Quoted passage:
○ ○ ○ ○ ○
How to pivot multiple aggregate fields

Hello,
How can I get multiple aggregate values in one table as result? This is my query, it returns hundreds of tables and is relatively slow (3-4 seconds):

data = from(bucket: "ticks")
  |> range(start: v.timeRangeStart, stop: v.timeRangeStop)
  |> filter(fn: (r) => r["_measurement"] == "tick")
  |> filter(fn: (r) => r["_field"] == "bid")
  |> filter(fn: (r) => r["symbol"] == "EURUSD")
  |> window(every: v.windowPeriod, createEmpty: false)

data_min = data
  |> min()
  |> yield(name: "low")

data_max = data
  |> max()
  |> yield(name: "high")

data_first = data
  |> first()
  |> yield(name: "open")

data_last = data
  |> last()
  |> yield(name: "close")

Does the speed of the query improve if you change |> window() to |> aggregateWindow() and then put in an aggregation period of say, 20s?

|> aggregateWindow(every: 20s, fn: mean)

Yes, it is a lot faster with aggregateWindow. I have 4 different aggregations, resulting in 4 tables. Is this the proper way?

from(bucket:""ticks"")
    |> range(start: {from.ToUnixTimeSeconds()}, stop: {to.ToUnixTimeSeconds()})
    |> filter(fn: (r) => r[""_measurement""] == ""tick"")
    |> filter(fn: (r) => r[""_field""] == ""bid"")
    |> filter(fn: (r) => r[""symbol""] == ""{symbol}"")
    |> aggregateWindow(every: {duration}, fn: first, createEmpty: false, timeSrc: ""_start"")
    |> yield(name: ""first"")

from(bucket:""ticks"")
    |> range(start: {from.ToUnixTimeSeconds()}, stop: {to.ToUnixTimeSeconds()})
    |> filter(fn: (r) => r[""_measurement""] == ""tick"")
    |> filter(fn: (r) => r[""_field""] == ""bid"")
    |> filter(fn: (r) => r[""symbol""] == ""{symbol}"")
    |> aggregateWindow(every: {duration}, fn: max, createEmpty: false, timeSrc: ""_start"")
    |> yield(name: ""max"")

from(bucket:""ticks"")
    |> range(start: {from.ToUnixTimeSeconds()}, stop: {to.ToUnixTimeSeconds()})
    |> filter(fn: (r) => r[""_measurement""] == ""tick"")
    |> filter(fn: (r) => r[""_field""] == ""bid"")
    |> filter(fn: (r) => r[""symbol""] == ""{symbol}"")
    |> aggregateWindow(every: {duration}, fn: min, createEmpty: false, timeSrc: ""_start"")
    |> yield(name: ""min"")

from(bucket:""ticks"")
    |> range(start: {from.ToUnixTimeSeconds()}, stop: {to.ToUnixTimeSeconds()})
    |> filter(fn: (r) => r[""_measurement""] == ""tick"")
    |> filter(fn: (r) => r[""_field""] == ""bid"")
    |> filter(fn: (r) => r[""symbol""] == ""{symbol}"")
    |> aggregateWindow(every: {duration}, fn: last, createEmpty: false, timeSrc: ""_start"")
    |> yield(name: ""last"")
○ ○ ○ ○ ○
Records taken from a collection:
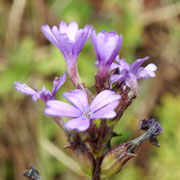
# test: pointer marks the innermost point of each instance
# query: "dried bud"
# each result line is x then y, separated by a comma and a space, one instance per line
115, 159
153, 128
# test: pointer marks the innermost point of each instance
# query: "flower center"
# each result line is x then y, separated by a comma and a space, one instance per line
87, 113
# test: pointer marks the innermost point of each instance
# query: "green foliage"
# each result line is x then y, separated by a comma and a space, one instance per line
165, 164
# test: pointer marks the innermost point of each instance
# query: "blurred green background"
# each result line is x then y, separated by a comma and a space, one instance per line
28, 137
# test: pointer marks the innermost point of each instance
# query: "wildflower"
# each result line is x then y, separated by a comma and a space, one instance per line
70, 41
102, 107
43, 94
107, 46
134, 70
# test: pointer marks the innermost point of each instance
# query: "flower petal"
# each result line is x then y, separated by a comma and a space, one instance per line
102, 99
81, 124
146, 72
25, 89
70, 29
106, 45
78, 98
136, 65
57, 83
49, 35
81, 38
59, 108
107, 112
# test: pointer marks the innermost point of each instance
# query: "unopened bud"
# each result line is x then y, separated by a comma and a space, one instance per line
115, 159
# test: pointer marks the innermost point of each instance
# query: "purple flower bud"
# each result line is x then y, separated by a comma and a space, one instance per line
102, 107
67, 38
43, 94
107, 46
70, 41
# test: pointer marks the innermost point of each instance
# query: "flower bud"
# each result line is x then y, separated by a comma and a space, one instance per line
115, 159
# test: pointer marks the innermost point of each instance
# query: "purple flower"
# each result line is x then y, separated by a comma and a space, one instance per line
67, 38
102, 107
133, 71
43, 94
107, 46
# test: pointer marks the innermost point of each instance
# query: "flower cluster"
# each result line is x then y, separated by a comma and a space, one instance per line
116, 85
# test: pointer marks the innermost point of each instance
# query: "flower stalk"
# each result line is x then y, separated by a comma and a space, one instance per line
92, 117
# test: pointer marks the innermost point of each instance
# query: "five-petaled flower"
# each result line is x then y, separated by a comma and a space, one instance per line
43, 94
102, 107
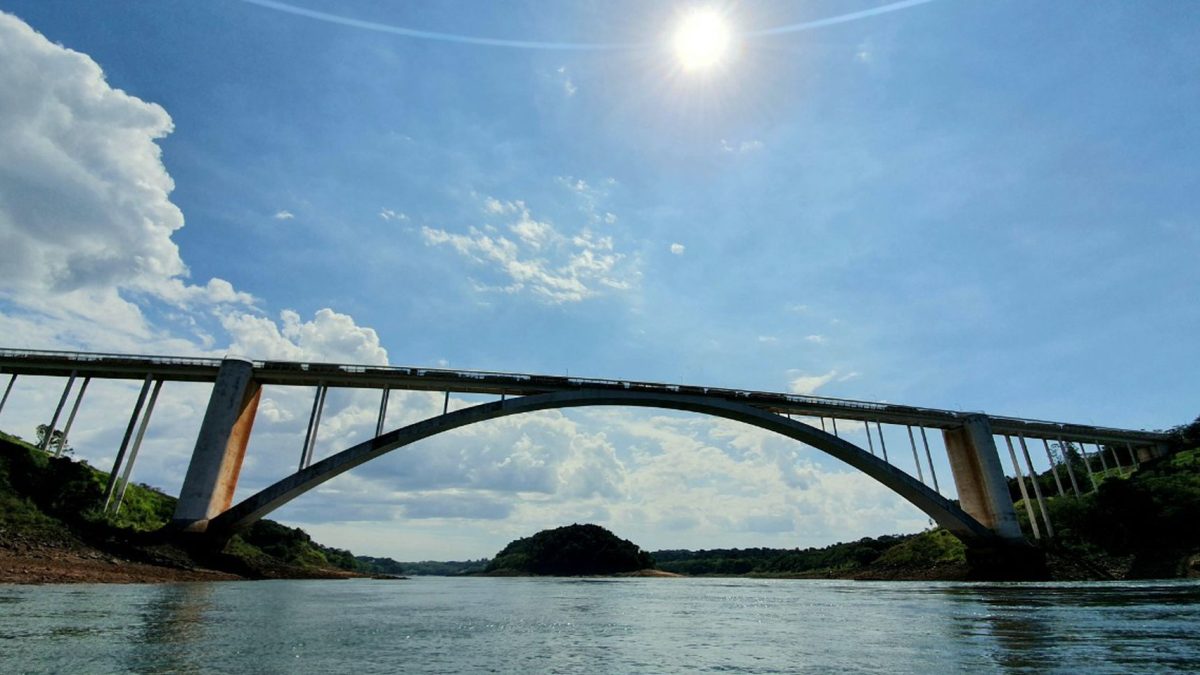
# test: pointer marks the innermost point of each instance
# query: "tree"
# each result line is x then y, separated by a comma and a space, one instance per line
1186, 436
55, 444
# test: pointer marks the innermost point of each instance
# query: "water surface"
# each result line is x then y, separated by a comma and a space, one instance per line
486, 625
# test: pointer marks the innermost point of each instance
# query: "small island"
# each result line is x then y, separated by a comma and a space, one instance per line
574, 550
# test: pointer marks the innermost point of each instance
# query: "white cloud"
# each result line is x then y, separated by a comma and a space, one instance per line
742, 148
87, 220
540, 260
810, 383
84, 186
329, 336
568, 84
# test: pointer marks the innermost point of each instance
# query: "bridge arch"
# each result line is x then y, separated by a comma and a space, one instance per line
945, 512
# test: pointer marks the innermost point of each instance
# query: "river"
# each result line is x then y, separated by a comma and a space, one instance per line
479, 625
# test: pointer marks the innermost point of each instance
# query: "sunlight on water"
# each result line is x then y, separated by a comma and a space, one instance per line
436, 625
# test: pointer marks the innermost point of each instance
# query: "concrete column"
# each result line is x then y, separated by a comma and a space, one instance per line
1152, 452
979, 478
220, 448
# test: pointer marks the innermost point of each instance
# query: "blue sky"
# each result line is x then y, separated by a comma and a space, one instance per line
975, 205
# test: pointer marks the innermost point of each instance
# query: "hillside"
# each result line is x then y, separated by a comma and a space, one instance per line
1135, 525
53, 529
569, 551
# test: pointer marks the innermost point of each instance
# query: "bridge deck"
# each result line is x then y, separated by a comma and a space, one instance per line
184, 369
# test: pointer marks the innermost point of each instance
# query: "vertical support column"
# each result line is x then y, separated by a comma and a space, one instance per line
1087, 464
125, 441
383, 411
58, 411
220, 447
1054, 469
916, 460
1116, 458
979, 478
929, 457
7, 390
1066, 460
1133, 455
1037, 487
310, 436
1025, 494
75, 408
137, 444
1099, 451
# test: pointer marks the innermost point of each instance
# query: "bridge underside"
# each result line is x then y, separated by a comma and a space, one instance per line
945, 512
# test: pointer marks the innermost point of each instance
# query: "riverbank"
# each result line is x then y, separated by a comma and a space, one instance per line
53, 531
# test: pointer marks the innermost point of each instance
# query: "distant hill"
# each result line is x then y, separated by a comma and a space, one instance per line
55, 503
423, 568
569, 551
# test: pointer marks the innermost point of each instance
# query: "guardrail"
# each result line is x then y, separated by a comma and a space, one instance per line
201, 369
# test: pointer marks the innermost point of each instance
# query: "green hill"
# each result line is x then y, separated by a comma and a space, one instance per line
59, 502
569, 551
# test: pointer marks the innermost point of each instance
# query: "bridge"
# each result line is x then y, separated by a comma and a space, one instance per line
982, 515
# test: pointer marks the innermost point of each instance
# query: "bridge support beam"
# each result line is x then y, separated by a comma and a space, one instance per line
979, 478
220, 448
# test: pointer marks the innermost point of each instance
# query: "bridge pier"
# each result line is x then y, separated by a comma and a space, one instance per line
220, 448
979, 478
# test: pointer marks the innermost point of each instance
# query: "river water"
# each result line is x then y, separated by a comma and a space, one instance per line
487, 625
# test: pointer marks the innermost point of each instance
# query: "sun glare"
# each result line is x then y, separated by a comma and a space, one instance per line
702, 40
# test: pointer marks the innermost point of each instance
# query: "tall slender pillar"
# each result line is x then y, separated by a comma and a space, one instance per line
221, 446
979, 478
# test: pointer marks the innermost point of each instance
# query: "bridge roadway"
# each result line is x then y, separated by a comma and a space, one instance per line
299, 374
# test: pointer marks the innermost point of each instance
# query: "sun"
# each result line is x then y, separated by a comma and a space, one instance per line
702, 40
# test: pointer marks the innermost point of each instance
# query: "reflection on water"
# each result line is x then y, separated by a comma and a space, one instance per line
601, 626
172, 615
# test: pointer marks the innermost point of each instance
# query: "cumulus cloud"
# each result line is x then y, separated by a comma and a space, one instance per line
538, 258
87, 217
328, 336
741, 148
569, 88
810, 383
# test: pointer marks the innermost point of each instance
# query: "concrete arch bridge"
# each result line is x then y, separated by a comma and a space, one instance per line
983, 515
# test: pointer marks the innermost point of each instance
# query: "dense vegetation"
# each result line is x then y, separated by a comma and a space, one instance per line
571, 550
891, 550
60, 500
423, 568
1143, 524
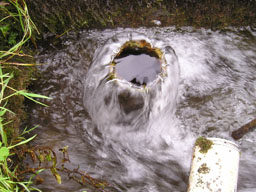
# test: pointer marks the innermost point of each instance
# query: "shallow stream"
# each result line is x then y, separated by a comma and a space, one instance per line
216, 94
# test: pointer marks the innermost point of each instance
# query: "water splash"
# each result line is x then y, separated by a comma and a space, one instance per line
216, 95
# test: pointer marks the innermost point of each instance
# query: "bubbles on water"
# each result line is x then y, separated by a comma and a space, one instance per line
117, 107
216, 94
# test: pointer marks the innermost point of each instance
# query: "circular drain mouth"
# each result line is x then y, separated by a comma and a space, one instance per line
137, 62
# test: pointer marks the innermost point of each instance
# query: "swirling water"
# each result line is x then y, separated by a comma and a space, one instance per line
211, 94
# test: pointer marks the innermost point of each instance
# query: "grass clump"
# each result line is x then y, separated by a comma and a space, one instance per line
16, 28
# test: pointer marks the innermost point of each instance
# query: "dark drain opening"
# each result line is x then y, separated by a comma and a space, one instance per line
138, 63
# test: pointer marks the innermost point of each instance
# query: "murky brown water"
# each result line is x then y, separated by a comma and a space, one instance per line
216, 95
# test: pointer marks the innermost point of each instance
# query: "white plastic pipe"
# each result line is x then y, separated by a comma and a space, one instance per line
214, 166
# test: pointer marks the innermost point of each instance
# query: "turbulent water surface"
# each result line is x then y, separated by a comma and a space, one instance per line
210, 92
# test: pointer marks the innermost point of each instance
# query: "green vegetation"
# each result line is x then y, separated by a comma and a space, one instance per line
16, 29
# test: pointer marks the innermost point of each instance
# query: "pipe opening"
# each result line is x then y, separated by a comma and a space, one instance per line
138, 63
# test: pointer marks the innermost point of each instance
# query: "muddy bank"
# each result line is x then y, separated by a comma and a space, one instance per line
60, 16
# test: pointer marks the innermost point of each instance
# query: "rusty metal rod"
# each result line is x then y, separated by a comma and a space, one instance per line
239, 133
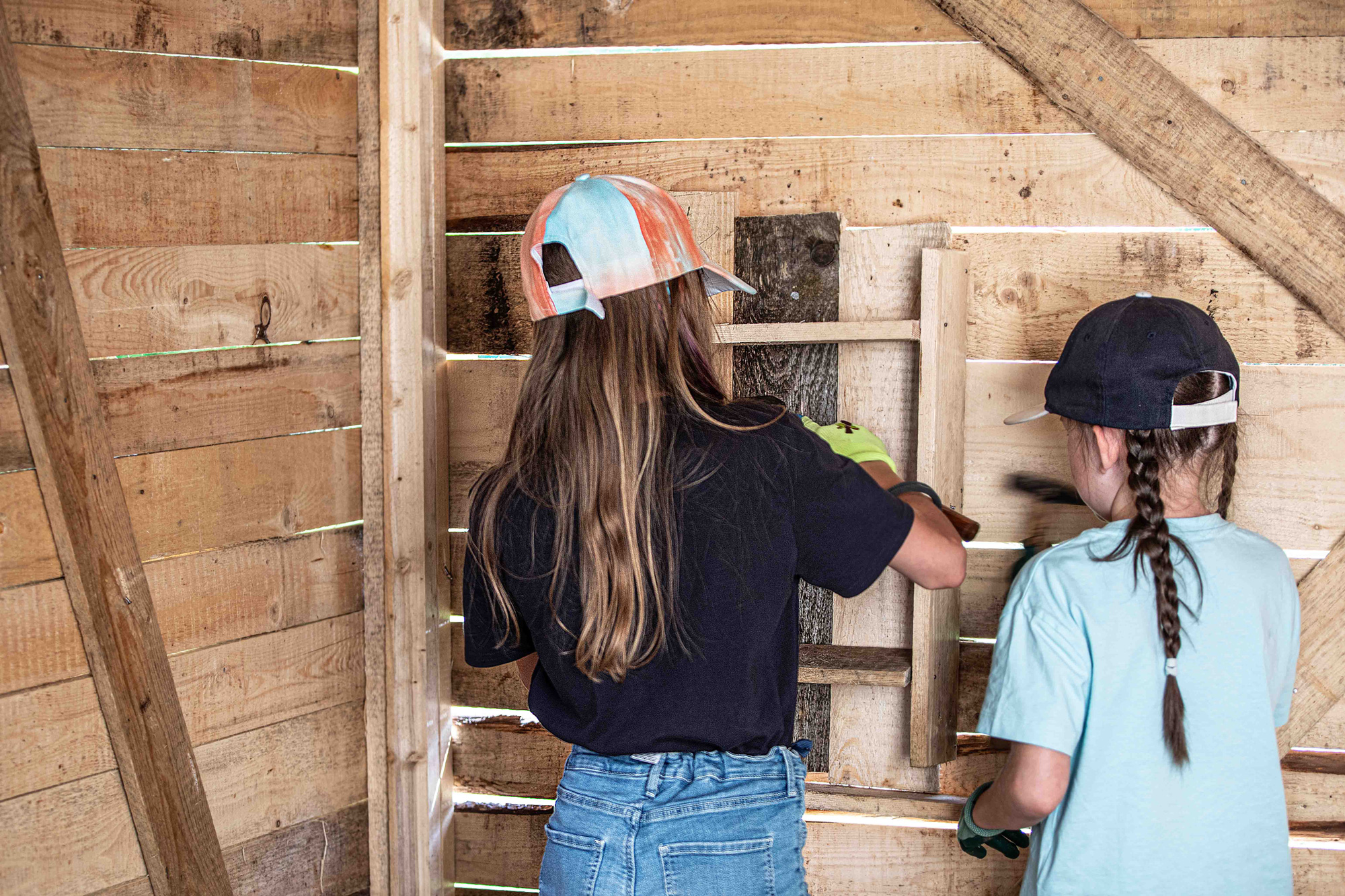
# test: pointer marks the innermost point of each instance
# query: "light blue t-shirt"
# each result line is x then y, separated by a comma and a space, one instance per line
1079, 667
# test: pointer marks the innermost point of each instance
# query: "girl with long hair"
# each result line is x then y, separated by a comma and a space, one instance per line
1141, 669
638, 552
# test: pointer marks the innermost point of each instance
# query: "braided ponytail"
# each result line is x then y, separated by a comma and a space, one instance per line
1152, 540
1151, 454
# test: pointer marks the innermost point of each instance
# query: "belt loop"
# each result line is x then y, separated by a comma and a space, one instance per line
793, 776
652, 786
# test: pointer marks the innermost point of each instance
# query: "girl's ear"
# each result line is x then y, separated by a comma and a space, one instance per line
1112, 446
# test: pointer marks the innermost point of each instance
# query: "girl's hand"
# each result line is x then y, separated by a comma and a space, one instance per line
849, 440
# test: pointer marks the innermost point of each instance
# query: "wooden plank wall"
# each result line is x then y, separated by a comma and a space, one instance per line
923, 128
197, 197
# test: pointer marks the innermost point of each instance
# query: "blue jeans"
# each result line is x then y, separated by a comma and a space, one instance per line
707, 823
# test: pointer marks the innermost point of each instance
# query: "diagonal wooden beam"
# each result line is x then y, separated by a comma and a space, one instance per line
1218, 171
91, 526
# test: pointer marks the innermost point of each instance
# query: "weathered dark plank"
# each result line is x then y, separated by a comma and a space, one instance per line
794, 264
91, 524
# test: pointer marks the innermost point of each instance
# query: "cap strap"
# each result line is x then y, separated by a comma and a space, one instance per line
1215, 412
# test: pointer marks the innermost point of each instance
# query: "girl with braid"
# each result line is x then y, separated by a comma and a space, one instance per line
1143, 667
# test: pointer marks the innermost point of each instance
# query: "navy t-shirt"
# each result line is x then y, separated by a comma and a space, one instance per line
779, 506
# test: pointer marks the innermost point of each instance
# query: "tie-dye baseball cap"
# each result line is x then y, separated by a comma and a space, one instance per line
622, 233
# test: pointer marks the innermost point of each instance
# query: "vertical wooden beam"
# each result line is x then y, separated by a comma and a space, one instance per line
53, 378
945, 295
1171, 134
372, 440
880, 280
793, 263
412, 259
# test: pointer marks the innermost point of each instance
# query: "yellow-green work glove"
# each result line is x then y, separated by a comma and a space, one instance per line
849, 440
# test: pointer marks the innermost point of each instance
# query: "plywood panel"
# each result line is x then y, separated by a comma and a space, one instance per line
57, 732
165, 198
991, 181
77, 837
315, 32
201, 599
548, 24
99, 99
201, 498
165, 403
1291, 425
1268, 84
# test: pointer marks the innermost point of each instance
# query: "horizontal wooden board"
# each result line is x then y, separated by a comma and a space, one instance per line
188, 400
201, 498
1261, 84
131, 100
177, 298
1030, 291
991, 181
1291, 424
473, 25
56, 733
167, 198
325, 856
77, 837
1032, 288
315, 32
200, 599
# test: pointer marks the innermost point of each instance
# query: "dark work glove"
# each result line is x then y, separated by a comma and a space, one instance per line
974, 840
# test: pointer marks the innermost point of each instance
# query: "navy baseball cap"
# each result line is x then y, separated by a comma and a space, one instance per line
1122, 364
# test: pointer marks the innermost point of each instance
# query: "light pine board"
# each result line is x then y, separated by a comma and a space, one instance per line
201, 498
166, 403
99, 99
988, 181
545, 24
1261, 84
314, 32
57, 733
77, 837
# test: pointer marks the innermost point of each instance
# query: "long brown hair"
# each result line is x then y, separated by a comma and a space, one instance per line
1151, 455
591, 443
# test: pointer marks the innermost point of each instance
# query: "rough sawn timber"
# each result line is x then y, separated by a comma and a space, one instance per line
91, 524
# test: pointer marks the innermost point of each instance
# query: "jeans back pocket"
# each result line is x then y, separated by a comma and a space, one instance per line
570, 864
739, 868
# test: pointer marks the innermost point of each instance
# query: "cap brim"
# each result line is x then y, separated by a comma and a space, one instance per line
719, 280
1027, 416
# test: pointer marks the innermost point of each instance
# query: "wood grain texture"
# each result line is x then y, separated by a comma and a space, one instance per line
566, 24
319, 857
1043, 181
201, 498
1030, 291
1174, 136
163, 403
371, 291
56, 733
77, 838
167, 198
1264, 84
128, 100
847, 665
1291, 421
1320, 682
414, 333
91, 522
1032, 288
945, 294
202, 599
314, 32
793, 261
880, 280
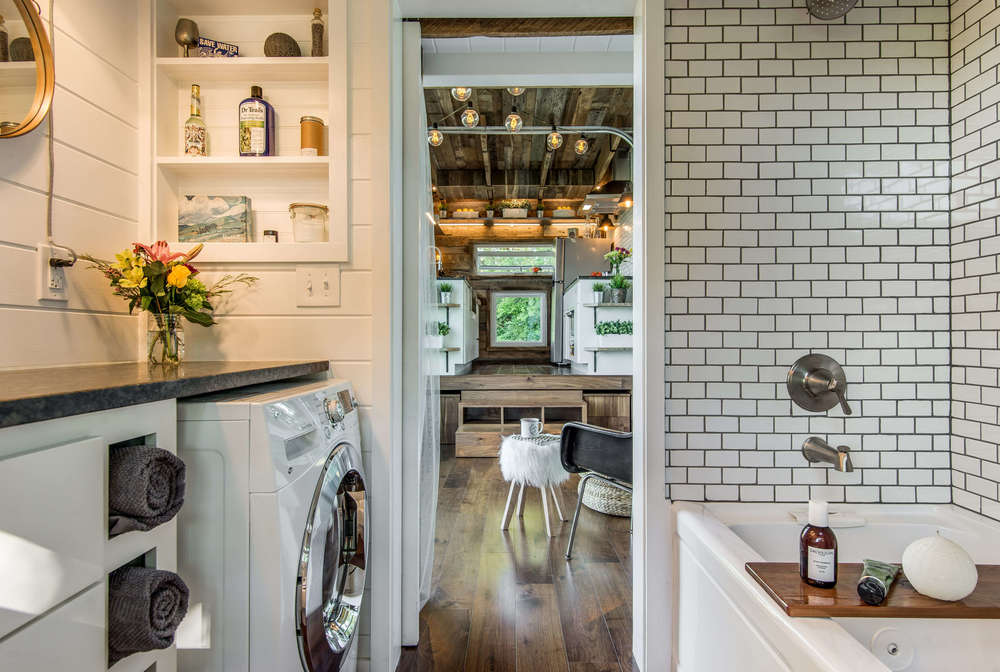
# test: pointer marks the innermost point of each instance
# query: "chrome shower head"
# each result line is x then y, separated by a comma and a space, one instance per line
○ ○ ○ ○ ○
Written exercise 1: In the thread on pivoting aggregate fields, reproduce the passage from "How to pivot" to "v.timeRangeStart, stop: v.timeRangeStop)", substituting "result sets" for "tables".
Written exercise 2: Write the next part of the thread on pivoting aggregate fields, picking up after its final line.
The rows play no part in this work.

Written answer 1:
How to pivot multiple aggregate fields

Hello,
How can I get multiple aggregate values in one table as result? This is my query, it returns hundreds of result sets and is relatively slow (3-4 seconds):

data = from(bucket: "ticks")
  |> range(start: v.timeRangeStart, stop: v.timeRangeStop)

Written answer 2:
@mgeorgiev1-zen To make this a little less verbose you can do this:

data = from(bucket: "ticks")
  |> range(start: v.timeRangeStart, stop: v.timeRangeStop)
  |> filter(fn: (r) => r["_measurement"] == "tick")
  |> filter(fn: (r) => r["_field"] == "bid")
  |> filter(fn: (r) => r["symbol"] == "EURUSD")

data_min = data
  |> aggregateWindow(every: v.windowPeriod, fn: min)
  |> yield(name: "low")

data_max = data
  |> aggregateWindow(every: v.windowPeriod, fn: max)
  |> yield(name: "high")

data_first = data
  |> aggregateWindow(every: v.windowPeriod, fn: first)
  |> yield(name: "open")

data_last = data
  |> aggregateWindow(every: v.windowPeriod, fn: last)
  |> yield(name: "close")

It depends on how exactly you need the data structured. If you’re visualizing it an InfluxDB dashboard or Grafana, then this is the structure you’ll want. If you need to, you can pivot all the different values into individual columns. If you’re going to do this, you’re going to want to rename the field for each aggregation, union all the tables together, then pivot the fields into columns:

data = from(bucket: "ticks")
  |> range(start: v.timeRangeStart, stop: v.timeRangeStop)
  |> filter(fn: (r) => r["_measurement"] == "tick")
  |> filter(fn: (r) => r["_field"] == "bid")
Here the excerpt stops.